> [Fragmento proporcionado]
————
Por supuesto, una de las cabezas al frente de Mujeres Creando es María Galindo, figura radicalmente crítica con Evo Morales desde el primer día, al que después del golpe calificó de «macho» y «caudillo», y que repitió públicamente las acusaciones infundadas de fraude de la OEA. Del golpe, Galindo escribió que era «sólo la mitad del conflicto», siendo el desenlace violento de este el cauce natural del «callejón sin salida» al que el MAS había llevado al país. Por ello, concluía, «lo más subversivo es no tener bando». Como destaca el propio Martín-Cabrera, esta visión equidistante del conflicto, como «una pelea de gallos entre dos caudillos», coincide con otras posiciones feministas, como la de la socióloga y fundadora del Ejército Guerrillero Tupac Katari (EGTK) Raquel Gutiérrez, quien en su día fuera esposa de Álvaro García Linera.
————
> [Material extraído]

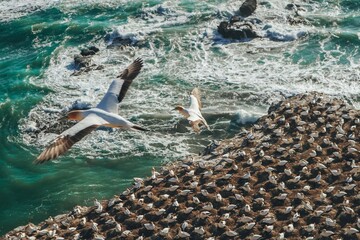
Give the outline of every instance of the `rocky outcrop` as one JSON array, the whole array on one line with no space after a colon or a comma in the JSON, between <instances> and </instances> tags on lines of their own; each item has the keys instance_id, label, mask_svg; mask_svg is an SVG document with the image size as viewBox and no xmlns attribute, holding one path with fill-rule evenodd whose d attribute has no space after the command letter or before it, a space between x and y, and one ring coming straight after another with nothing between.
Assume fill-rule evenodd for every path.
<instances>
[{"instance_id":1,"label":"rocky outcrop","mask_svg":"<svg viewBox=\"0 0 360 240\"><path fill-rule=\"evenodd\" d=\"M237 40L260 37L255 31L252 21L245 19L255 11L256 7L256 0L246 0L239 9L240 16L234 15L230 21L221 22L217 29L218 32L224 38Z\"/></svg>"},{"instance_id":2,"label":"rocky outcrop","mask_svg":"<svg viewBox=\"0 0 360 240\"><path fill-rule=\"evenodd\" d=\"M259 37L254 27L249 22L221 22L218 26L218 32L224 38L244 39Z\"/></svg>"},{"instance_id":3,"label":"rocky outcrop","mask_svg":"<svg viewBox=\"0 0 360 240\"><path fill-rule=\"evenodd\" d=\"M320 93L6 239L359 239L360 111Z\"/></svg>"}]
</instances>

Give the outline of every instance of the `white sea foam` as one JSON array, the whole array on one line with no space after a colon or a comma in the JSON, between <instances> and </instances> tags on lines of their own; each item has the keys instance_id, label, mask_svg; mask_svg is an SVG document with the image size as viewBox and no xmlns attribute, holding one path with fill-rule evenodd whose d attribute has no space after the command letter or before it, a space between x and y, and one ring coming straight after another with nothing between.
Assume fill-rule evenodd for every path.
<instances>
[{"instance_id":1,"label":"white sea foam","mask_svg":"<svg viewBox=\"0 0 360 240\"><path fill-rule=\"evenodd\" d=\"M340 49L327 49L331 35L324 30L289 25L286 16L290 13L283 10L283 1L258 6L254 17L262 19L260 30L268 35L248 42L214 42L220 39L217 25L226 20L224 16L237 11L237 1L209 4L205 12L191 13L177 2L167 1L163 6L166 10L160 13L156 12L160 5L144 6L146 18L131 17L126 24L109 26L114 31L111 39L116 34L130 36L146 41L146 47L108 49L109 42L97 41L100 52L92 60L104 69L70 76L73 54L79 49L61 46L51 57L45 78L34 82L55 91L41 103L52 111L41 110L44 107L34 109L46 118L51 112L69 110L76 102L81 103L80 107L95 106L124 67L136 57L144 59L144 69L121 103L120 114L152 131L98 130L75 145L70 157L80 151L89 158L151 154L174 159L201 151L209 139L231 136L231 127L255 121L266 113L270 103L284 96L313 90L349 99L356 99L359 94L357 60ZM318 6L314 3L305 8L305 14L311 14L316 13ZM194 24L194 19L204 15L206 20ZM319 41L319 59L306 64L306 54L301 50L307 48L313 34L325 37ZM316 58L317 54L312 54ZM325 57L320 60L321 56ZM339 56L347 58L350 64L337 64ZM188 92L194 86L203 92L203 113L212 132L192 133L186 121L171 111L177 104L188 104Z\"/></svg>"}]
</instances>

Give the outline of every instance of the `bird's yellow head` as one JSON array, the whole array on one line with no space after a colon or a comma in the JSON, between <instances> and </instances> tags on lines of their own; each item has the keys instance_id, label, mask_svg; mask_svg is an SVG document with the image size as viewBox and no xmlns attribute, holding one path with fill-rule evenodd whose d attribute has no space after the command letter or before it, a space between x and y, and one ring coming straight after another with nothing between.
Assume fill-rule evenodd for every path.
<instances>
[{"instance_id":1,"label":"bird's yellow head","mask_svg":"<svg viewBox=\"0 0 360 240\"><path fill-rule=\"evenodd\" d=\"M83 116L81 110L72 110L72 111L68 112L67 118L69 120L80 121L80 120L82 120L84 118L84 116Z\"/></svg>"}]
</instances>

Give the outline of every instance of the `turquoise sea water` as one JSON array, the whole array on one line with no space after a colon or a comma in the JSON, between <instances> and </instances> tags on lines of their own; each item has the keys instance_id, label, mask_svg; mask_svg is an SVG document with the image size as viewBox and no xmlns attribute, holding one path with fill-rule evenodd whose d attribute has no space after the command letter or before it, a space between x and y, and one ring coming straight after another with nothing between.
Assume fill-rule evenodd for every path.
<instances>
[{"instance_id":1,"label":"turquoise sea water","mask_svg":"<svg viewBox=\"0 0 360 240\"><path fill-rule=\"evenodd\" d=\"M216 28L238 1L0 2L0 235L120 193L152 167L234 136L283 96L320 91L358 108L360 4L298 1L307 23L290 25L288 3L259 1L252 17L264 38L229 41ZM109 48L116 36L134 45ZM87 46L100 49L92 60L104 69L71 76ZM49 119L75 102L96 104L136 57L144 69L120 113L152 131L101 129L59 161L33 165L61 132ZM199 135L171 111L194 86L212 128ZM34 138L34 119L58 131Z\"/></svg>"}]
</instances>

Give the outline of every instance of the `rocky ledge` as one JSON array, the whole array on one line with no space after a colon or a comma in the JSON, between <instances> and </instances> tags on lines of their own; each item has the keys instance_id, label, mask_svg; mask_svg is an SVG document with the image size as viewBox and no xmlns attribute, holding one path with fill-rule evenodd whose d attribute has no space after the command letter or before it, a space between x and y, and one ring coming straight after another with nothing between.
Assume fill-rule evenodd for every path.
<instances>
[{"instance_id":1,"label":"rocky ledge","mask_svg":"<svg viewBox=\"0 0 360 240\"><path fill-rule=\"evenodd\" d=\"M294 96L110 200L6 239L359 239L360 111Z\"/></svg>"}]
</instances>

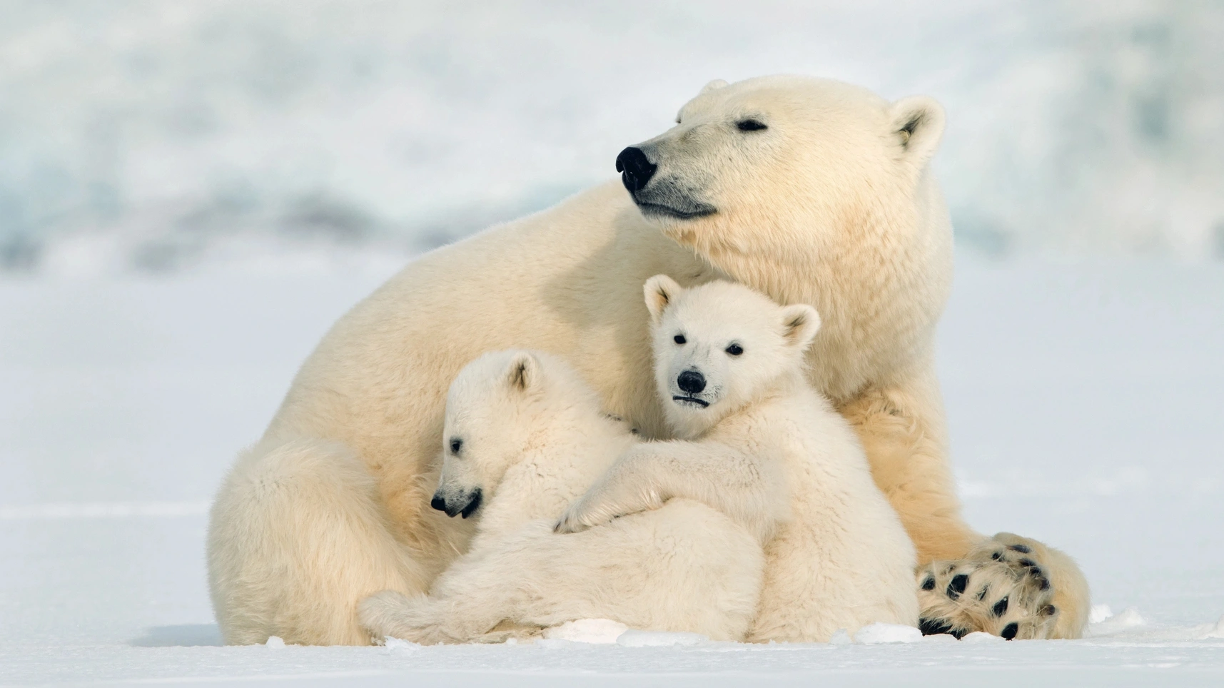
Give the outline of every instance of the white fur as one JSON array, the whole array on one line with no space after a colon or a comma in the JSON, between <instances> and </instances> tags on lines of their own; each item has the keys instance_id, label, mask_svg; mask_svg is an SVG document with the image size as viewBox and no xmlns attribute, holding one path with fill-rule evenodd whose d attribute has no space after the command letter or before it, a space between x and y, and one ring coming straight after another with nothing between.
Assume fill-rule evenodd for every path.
————
> [Tareas propuestas]
A: Responde estas preguntas a partir del fragmento sobre Mujeres Creando:
(i) ¿Con qué dos calificativos describió María Galindo a Evo Morales después del golpe?
(ii) Según Galindo, ¿qué es «lo más subversivo»?
(iii) ¿Qué organización fundó la socióloga Raquel Gutiérrez?
B: Repite al pie de la letra la parte del fragmento sobre Mujeres Creando que empieza con las palabras "Por supuesto, una" y termina con "Álvaro García Linera.".

> [Tareas resueltas]
A:
(i) Lo calificó de «macho» y «caudillo».
(ii) Lo más subversivo es no tener bando.
(iii) Fundó el Ejército Guerrillero Tupac Katari (EGTK).

B:
Por supuesto, una de las cabezas al frente de Mujeres Creando es María Galindo, figura radicalmente crítica con Evo Morales desde el primer día, al que después del golpe calificó de «macho» y «caudillo», y que repitió públicamente las acusaciones infundadas de fraude de la OEA. Del golpe, Galindo escribió que era «sólo la mitad del conflicto», siendo el desenlace violento de este el cauce natural del «callejón sin salida» al que el MAS había llevado al país. Por ello, concluía, «lo más subversivo es no tener bando». Como destaca el propio Martín-Cabrera, esta visión equidistante del conflicto, como «una pelea de gallos entre dos caudillos», coincide con otras posiciones feministas, como la de la socióloga y fundadora del Ejército Guerrillero Tupac Katari (EGTK) Raquel Gutiérrez, quien en su día fuera esposa de Álvaro García Linera.